[Available data]
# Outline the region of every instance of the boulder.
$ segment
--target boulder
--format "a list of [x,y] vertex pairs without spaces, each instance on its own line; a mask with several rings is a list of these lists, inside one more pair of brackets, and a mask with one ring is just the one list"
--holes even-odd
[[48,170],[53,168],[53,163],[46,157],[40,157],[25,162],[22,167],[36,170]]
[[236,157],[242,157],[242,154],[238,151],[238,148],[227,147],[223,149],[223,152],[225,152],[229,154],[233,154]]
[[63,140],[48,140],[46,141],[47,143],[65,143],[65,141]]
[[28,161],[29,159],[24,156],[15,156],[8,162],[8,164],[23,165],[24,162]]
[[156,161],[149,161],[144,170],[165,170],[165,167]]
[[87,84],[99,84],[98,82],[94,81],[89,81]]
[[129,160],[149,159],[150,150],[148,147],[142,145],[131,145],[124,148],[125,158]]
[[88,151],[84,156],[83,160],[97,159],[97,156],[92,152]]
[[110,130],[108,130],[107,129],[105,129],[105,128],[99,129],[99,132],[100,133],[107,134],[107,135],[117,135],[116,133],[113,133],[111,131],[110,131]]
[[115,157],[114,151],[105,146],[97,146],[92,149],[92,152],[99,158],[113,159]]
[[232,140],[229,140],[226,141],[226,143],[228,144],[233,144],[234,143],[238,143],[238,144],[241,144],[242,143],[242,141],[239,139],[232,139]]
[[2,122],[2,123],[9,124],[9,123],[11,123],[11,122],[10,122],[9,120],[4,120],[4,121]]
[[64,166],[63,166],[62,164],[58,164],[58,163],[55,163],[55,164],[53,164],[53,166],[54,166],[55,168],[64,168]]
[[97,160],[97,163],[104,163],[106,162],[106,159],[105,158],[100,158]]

[What the exercise asks] Copy out every line of the material above, character for character, with no changes.

[Final result]
# Outline the region of every instance of the boulder.
$ segment
--target boulder
--format "a list of [x,y] vertex pairs without spaces, each instance on its own line; a mask with several rings is a list of these lists, inside one more pair of brackets, and a mask with one ring is just the one list"
--holes even-odd
[[48,170],[53,168],[53,163],[46,157],[40,157],[25,162],[22,167],[36,170]]
[[236,157],[242,157],[242,154],[238,151],[238,148],[227,147],[223,149],[223,152],[225,152],[229,154],[233,154]]
[[63,140],[48,140],[46,141],[47,143],[65,143],[65,141]]
[[28,161],[29,159],[24,156],[15,156],[8,162],[8,164],[23,165],[24,162]]
[[156,161],[149,161],[144,170],[165,170],[165,167]]
[[87,84],[99,84],[98,82],[94,81],[89,81]]
[[129,160],[149,159],[150,150],[148,147],[142,145],[131,145],[124,148],[125,158]]
[[88,151],[84,156],[83,160],[97,159],[97,156],[92,152]]
[[110,130],[108,130],[107,129],[105,129],[105,128],[99,129],[99,132],[100,133],[107,134],[107,135],[117,135],[116,133],[113,133],[111,131],[110,131]]
[[115,157],[114,151],[105,146],[97,146],[92,149],[92,152],[99,158],[113,159]]
[[232,140],[229,140],[226,141],[226,143],[228,144],[233,144],[234,143],[238,143],[238,144],[241,144],[242,143],[242,141],[239,139],[232,139]]
[[2,122],[2,123],[9,124],[9,123],[11,123],[11,122],[10,122],[9,120],[4,120],[4,121]]
[[64,166],[63,166],[62,164],[58,164],[58,163],[55,163],[55,164],[53,164],[53,166],[54,166],[55,168],[64,168]]
[[97,160],[97,163],[104,163],[106,162],[106,159],[105,158],[100,158]]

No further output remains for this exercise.